== Selected passage ==
◇ ◇ ◇ ◇ ◇
Article by BERSIH Chair: Avoid Looking at Local Government Elections from a Racial Perspective

The issue of local government elections has always been racialised and made a sensitive topic.

Historically, local government elections have been linked with incidents of unrest related to the nation’s political stability, especially in the 1960s. This eventually led to the suspension of local government elections in the year 1965, and consequently its abolishment in 1976 as a result of the enactment of the Local Government Act 1976.

Concerns arise that there are urban areas whose populations are more dominated by those of Chinese ethnicity, leading to the suggestion that those of Malay ethnicity would lose political power in cities or urban areas.

In my view, in today’s context, urban demographics have changed considerably since the 1960s, where we had inherited the concept of divide and rule that was left behind by British colonialists who deliberately let the Chinese settle down in the cities, the Malays in the villages, and the Indians in the rubber plantations.

According to the Population Census 2020 released by the Department of Statistics Malaysia, those of Malay ethnicity make up 41.5% of the population in Kuala Lumpur, those of Chinese ethnicity make up 36.2%, those of Indian ethnicity make up 8.9% whilst those of other ethnicities make up 1.1% (the remaining 12.3% are non-citizens).

This data shows that there is ethnic diversity in the population of Kuala Lumpur, with the Malays forming the most populous ethnic group.

Looking forward, as the population of the Malays continue to grow, Malays are set to become more than 50% of the urban population.

With these statistics in mind, it is quite certain that whoever is interested in nominating a candidate for a local government election would be sure to consider prioritising a candidate who is of Malay ethnicity.

The increase in frequency of urbanisation projects has also seen developments of a similar nature in newer urban areas that are populated primarily by the Malays. Classic examples of this include urbanisation projects in newer cities like Shah Alam, Bangi and Putrajaya.

However, we cannot belittle the concerns that may be raised by other parties. In order to make local government elections a reality, we need to be considerate and open to hearing the voices of other parties and individuals.

Local government elections need to be re-implemented by stages through a ‘pilot project’, so that the benefits of a local government are better shared with and experienced by the people.

However, at this stage, having local government elections is not the only solution because the issues surrounding the people within each locality today are complex.

As an example, the people have the autonomy to resolve local issues through the Joint Management Body (JMB) for apartments which is different from the old system.
◇ ◇ ◇ ◇ ◇
== Extracted records ==
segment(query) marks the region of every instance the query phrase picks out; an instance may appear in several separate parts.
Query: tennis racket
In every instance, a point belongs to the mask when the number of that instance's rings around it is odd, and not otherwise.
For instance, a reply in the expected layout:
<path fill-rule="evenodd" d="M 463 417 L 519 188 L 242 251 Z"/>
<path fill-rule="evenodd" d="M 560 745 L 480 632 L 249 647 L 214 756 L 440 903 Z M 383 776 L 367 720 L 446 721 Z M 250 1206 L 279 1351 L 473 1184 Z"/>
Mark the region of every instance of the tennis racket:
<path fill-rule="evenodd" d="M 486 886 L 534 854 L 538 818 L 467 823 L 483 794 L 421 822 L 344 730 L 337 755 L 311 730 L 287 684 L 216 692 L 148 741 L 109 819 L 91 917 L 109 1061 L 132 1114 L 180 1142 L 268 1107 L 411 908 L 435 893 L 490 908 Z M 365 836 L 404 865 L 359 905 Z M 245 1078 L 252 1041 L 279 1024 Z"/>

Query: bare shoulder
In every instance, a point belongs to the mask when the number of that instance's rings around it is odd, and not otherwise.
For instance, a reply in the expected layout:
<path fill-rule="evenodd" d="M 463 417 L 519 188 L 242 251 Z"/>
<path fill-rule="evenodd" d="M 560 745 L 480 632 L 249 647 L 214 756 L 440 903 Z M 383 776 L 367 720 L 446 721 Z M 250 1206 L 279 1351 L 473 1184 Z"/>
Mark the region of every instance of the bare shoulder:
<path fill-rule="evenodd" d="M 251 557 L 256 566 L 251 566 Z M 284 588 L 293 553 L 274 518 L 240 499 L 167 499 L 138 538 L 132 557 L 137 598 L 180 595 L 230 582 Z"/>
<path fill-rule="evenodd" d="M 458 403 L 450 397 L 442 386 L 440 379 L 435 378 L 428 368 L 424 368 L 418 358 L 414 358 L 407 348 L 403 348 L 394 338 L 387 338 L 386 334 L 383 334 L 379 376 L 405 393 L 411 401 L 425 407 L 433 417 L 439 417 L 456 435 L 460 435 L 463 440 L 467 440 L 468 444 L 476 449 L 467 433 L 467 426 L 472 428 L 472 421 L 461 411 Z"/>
◇ ◇ ◇ ◇ ◇
== Exercises ==
a) According to the article on local government elections, in what year were local government elections suspended?
b) Write the next part of the article on local government elections, starting after its last sentence.
None of the data is needed.

== Answers below ==
a) 1965

b)
Yet, local government elections are still beneficial because they empower the people to voice out their concerns and hold relevant local authorities accountable.

Local government elections also ease the burdens of fellow Members of Parliament (MPs) or state assembly members (ADUNs) who have, till this day, been forced to deal with local problems and concerns that involve, for example, the littering of rubbish, clogged drains and so on. As lawmakers, MPs and ADUNs should be focused on their tasks of enacting laws and important national policies.

At the same time, local government elections are also beneficial to political parties that have strong roots especially in suburban areas and towns, if the scope of these local government elections are broadened.

The official Ministry of Local Government Development website records as many as 149 local governments including Kuala Lumpur, which includes 12 City Councils or City Halls, 39 Town Councils (MP) and 98 District Councils.

Local government elections will help to spread political awareness among society within a locality.

Through the vote of the people, the elected representative of a local government becomes fully responsible towards the people in that locality.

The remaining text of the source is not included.